Objective
Locate every line in the entries below that contains the word "background", and copy each of those lines out in full.

(Coordinate annotation entries)
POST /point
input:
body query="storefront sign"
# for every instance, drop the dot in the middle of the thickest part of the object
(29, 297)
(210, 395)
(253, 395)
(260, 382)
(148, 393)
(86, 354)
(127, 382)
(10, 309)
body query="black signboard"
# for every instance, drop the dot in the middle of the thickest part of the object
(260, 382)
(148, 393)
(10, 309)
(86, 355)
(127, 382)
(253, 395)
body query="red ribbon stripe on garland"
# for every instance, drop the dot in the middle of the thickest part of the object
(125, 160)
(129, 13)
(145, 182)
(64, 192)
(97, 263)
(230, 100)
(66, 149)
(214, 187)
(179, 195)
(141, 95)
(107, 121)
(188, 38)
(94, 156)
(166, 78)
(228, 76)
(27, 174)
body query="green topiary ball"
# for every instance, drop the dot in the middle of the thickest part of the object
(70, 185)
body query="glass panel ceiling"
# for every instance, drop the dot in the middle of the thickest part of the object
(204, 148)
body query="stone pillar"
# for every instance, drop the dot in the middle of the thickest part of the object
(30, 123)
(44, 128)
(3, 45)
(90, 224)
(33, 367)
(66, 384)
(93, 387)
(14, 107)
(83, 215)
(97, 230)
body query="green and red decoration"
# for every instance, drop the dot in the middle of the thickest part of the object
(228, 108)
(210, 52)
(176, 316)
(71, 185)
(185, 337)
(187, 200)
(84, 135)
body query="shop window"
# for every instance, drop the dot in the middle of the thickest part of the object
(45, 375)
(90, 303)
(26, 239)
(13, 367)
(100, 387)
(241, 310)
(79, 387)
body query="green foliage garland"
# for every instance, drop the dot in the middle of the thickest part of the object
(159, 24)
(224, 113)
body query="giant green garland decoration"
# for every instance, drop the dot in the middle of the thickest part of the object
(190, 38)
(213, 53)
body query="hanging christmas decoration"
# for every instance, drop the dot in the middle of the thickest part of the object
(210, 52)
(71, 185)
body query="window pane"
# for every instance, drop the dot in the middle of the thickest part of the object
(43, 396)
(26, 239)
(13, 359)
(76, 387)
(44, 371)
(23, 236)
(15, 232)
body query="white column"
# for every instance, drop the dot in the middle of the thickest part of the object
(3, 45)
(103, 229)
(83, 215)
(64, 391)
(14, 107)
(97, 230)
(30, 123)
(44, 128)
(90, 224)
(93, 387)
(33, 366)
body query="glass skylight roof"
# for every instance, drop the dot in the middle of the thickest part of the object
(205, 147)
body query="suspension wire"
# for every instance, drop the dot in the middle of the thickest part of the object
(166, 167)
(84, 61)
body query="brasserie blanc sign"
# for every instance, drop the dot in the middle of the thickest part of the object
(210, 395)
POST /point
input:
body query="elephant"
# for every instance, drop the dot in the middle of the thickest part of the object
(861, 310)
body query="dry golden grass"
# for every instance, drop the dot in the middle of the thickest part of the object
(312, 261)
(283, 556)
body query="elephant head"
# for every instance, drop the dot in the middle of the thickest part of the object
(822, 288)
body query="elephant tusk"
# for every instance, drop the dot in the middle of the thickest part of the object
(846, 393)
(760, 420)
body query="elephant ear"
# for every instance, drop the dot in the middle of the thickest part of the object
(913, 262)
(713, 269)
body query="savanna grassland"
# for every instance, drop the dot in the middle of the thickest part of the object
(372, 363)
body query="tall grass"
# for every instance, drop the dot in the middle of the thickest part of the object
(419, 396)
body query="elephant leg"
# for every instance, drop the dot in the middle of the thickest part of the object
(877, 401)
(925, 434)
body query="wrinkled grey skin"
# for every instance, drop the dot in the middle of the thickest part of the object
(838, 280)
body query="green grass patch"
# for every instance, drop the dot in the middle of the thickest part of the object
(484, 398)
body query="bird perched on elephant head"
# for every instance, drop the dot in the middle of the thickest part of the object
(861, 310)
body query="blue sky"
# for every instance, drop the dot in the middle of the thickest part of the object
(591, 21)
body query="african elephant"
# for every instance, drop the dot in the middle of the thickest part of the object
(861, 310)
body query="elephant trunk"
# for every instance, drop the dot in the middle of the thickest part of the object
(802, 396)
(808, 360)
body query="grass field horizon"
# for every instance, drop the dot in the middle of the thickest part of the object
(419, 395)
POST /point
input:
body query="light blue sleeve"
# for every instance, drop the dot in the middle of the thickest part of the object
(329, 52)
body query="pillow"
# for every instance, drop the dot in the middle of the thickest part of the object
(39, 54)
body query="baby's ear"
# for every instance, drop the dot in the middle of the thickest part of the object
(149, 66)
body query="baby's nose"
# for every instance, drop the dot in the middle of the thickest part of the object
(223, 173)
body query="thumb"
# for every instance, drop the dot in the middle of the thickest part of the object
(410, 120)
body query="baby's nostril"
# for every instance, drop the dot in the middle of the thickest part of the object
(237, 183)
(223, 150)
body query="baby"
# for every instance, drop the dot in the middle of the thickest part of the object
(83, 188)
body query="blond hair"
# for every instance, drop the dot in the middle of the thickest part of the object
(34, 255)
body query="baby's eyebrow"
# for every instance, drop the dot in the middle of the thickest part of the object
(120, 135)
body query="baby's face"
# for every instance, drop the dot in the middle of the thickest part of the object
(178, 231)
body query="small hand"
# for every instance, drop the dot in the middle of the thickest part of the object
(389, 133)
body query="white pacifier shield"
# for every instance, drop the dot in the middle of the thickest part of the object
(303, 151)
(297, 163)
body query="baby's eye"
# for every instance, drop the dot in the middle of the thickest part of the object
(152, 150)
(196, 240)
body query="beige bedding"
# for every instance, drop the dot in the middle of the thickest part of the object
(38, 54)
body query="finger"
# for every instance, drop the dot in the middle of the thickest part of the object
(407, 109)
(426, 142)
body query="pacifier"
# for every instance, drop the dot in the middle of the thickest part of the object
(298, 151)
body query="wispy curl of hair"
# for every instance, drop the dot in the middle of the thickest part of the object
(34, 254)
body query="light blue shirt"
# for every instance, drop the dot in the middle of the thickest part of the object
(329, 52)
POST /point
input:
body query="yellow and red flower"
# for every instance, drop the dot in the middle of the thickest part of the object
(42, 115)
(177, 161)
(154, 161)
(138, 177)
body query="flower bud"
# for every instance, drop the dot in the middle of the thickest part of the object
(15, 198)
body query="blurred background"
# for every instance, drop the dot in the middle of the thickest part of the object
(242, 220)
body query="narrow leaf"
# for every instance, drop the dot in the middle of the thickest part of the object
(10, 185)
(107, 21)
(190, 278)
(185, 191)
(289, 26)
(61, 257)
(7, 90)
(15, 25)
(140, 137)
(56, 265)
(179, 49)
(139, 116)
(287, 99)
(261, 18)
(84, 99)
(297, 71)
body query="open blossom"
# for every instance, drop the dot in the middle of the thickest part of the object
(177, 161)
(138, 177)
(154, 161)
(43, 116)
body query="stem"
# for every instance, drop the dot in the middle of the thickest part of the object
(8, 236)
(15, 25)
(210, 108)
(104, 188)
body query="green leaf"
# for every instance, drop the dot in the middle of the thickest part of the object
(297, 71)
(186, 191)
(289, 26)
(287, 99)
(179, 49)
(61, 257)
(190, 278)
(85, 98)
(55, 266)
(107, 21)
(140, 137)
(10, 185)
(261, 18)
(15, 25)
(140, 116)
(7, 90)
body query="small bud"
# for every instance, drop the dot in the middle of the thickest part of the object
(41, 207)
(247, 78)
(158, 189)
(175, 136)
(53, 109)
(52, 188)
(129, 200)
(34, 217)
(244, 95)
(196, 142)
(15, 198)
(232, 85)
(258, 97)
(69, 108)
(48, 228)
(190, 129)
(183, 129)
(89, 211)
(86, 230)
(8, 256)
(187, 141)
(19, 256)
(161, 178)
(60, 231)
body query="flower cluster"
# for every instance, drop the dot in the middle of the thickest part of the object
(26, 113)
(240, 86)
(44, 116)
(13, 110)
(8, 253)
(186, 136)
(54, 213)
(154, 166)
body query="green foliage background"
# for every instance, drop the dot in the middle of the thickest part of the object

The reply
body query="blurred background"
body query="green foliage background"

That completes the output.